Start of Records to use
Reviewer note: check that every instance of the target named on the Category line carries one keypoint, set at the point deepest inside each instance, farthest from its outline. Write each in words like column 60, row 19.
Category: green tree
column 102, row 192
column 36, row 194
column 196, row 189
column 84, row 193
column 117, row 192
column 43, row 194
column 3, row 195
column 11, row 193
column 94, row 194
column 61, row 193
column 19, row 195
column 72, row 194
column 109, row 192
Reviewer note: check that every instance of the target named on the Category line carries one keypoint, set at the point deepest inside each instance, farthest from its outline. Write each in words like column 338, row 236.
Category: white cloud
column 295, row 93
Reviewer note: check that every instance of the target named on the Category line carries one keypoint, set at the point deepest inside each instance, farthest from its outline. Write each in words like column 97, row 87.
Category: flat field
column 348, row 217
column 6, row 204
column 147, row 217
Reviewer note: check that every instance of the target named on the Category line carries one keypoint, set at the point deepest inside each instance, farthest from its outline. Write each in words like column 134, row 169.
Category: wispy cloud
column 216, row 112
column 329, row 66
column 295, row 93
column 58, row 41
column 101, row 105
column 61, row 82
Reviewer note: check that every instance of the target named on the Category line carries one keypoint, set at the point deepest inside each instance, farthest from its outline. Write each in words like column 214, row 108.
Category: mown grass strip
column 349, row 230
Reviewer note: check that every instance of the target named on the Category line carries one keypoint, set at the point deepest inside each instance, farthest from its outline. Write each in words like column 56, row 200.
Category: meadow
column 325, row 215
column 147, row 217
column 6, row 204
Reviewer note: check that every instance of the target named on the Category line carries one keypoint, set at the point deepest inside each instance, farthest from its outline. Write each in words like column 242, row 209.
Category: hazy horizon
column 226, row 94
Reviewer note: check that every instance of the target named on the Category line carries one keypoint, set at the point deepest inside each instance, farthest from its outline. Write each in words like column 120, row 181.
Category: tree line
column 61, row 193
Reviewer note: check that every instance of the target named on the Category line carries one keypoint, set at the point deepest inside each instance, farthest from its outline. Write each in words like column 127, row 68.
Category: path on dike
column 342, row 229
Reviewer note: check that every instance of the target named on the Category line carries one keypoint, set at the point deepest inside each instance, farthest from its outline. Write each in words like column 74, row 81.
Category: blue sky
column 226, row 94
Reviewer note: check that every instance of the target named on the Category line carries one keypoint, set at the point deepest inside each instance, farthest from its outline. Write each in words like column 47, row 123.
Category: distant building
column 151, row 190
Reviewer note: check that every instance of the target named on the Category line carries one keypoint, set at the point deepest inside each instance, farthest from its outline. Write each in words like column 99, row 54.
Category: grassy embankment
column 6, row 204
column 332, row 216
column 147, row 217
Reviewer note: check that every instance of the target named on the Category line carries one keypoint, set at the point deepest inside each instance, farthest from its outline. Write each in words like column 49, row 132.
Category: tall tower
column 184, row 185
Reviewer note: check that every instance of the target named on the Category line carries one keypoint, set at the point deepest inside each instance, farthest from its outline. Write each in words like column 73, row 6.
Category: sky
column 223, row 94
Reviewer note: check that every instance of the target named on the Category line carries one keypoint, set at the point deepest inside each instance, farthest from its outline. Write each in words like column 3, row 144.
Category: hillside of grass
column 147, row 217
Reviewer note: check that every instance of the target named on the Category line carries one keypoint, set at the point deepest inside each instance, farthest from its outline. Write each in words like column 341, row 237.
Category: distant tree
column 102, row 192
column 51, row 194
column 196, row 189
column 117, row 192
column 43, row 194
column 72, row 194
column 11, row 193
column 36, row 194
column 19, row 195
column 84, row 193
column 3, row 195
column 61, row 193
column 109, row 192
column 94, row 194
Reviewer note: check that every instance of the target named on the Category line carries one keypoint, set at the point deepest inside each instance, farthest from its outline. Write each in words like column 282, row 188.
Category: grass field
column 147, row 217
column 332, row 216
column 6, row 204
End of Records to use
> **Problem to solve**: All lines from the one with "Category: tall tower" to the end of the material above should be copied exactly, both ends included, and nothing else.

> **Exercise output**:
Category: tall tower
column 184, row 185
Reviewer note: check that every instance of the target named on the Category line carries one keypoint, set at the point deepest inside each instance, farthest from its outline. Write each in words like column 73, row 6.
Category: sky
column 223, row 94
Reviewer note: check that every instance of the target named on the Category line carries one keypoint, set at the point deepest inside each instance, farthest from its outline. Write each in words like column 3, row 144.
Category: hillside of grass
column 147, row 217
Reviewer note: check that every instance of the target named on the Category line carries one keypoint, set at the point deepest inside each instance, farthest from its outline. Write each in words like column 341, row 237.
Category: distant tree
column 102, row 192
column 51, row 194
column 196, row 189
column 117, row 192
column 43, row 194
column 72, row 194
column 11, row 193
column 36, row 194
column 19, row 195
column 84, row 193
column 3, row 195
column 61, row 193
column 109, row 192
column 94, row 194
Reviewer note: check that every instance of the target named on the Category line carries one keypoint, set at the point deepest inside each instance, farthest from its outline. Write each in words like column 282, row 188.
Category: grass field
column 147, row 217
column 332, row 216
column 6, row 204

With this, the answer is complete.